Skip to content

Content-based movie recommendation system using vectorization and cosine similarity.

Notifications You must be signed in to change notification settings

ladHarsh/VIBESTREAM

Folders and files

NameName
Last commit message
Last commit date

Latest commit

 

History

11 Commits
 
 
 
 
 
 
 
 
 
 
 
 
 
 

Repository files navigation

VibeStream

Python Machine Learning ML Streamlit License

VibeStream is a content-based movie recommendation system that uses vector-space similarity to recommend movies based on metadata rather than user behavior. The system is designed to solve the cold-start problem without relying on user history or collaborative filtering.


TL;DR

VibeStream converts movie metadata into high-dimensional feature vectors and computes cosine similarity to recommend semantically similar movies. The system prioritizes determinism, explainability, and fast inference over black-box personalization.


Links


Problem Statement

Traditional recommendation systems rely heavily on user interaction data (collaborative filtering), which introduces two major issues:

  • Cold-start problem for new users with no interaction history
  • Echo chambers driven by popularity bias and feedback loops

VibeStream approaches recommendation as a pure content similarity problem, enabling meaningful recommendations without any prior user data. This makes it ideal for:

  • New platforms with limited user data
  • Privacy-conscious applications that avoid tracking
  • Scenarios requiring explainable recommendations

ML Pipeline

1. Dataset

  • TMDB 5000 Movies Dataset (~4,800 movies after cleaning)
  • Metadata fields used:
    • Title: Movie name
    • Overview: Plot summary (primary semantic signal)
    • Genres: Action, Drama, Sci-Fi, etc.
    • Keywords: Thematic tags (e.g., "revenge", "space travel")
    • Cast: Top 3 actors (name recognition matters)
    • Crew: Director (auteur theory signal)

Design Decision: Limited cast to top 3 to prevent vector dilution from minor roles.


2. Preprocessing

Text Normalization

# Remove spaces from multi-word names to treat them as single tokens
# "Christopher Nolan" → "ChristopherNolan"
# Prevents vectorizer from splitting director names

Feature Fusion

  • Concatenate all metadata fields into unified "tags" string
  • Split overview into tokens while keeping names intact
  • Combine: overview + genres + keywords + cast + crew

Why this matters: Treating director names as atomic units preserves semantic meaning (e.g., "ChristopherNolan" carries more signal than "Christopher" + "Nolan").

Cleaning

  • Drop null values (reduces dataset from 5,000 → 4,803 movies)

Material shown:
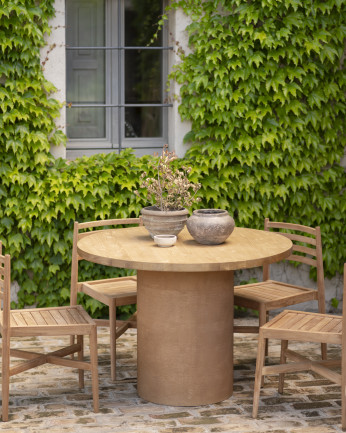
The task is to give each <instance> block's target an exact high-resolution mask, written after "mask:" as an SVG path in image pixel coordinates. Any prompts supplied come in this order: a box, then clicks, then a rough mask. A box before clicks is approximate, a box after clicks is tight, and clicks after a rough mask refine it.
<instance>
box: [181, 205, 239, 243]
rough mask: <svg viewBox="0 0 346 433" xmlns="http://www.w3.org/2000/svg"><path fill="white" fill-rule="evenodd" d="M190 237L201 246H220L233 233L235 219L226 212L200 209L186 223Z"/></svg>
mask: <svg viewBox="0 0 346 433" xmlns="http://www.w3.org/2000/svg"><path fill="white" fill-rule="evenodd" d="M186 227H187V229H188V231H189V233H190V235H191V236H192V237H193V238H194V239H195V241H197V242H198V243H200V244H205V245H218V244H222V243H223V242H225V240H226V239H227V238H228V236H229V235H230V234H231V233H232V232H233V230H234V227H235V223H234V219H233V218H232V217H231V216H230V215H229V213H228V212H227V211H226V210H222V209H198V210H195V211H193V214H192V215H191V216H190V218H189V219H188V220H187V222H186Z"/></svg>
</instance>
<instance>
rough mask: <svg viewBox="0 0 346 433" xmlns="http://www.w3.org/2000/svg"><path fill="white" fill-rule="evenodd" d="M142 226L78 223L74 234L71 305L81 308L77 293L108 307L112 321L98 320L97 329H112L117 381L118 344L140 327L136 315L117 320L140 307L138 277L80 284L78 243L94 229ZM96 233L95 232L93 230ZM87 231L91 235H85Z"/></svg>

Apply what you read:
a: Set down the part of the VibeStream description above that runs from "VibeStream approaches recommendation" to "(primary semantic signal)", word for word.
b: Decide whether each statement agrees with the VibeStream description above. Answer yes or no for each, and quote the words of the description that settle it.
(i) Dropping null values reduces the dataset from 5,000 to 4,803 movies.
(ii) The cast field uses the top five actors of each movie.
(iii) The system relies on collaborative filtering.
c: List every metadata field that the VibeStream description above names as used from the dataset.

Your responses:
a:
VibeStream approaches recommendation as a pure content similarity problem, enabling meaningful recommendations without any prior user data. This makes it ideal for:

  • New platforms with limited user data
  • Privacy-conscious applications that avoid tracking
  • Scenarios requiring explainable recommendations

ML Pipeline

1. Dataset

  • TMDB 5000 Movies Dataset (~4,800 movies after cleaning)
  • Metadata fields used:
    • Title: Movie name
    • Overview: Plot summary (primary semantic signal)

b:
(i) Yes: "Drop null values (reduces dataset from 5,000 → 4,803 movies)"
(ii) No: "Cast: Top 3 actors (name recognition matters)"
(iii) No: "without relying on user history or collaborative filtering"

c:
Title
Overview
Genres
Keywords
Cast
Crew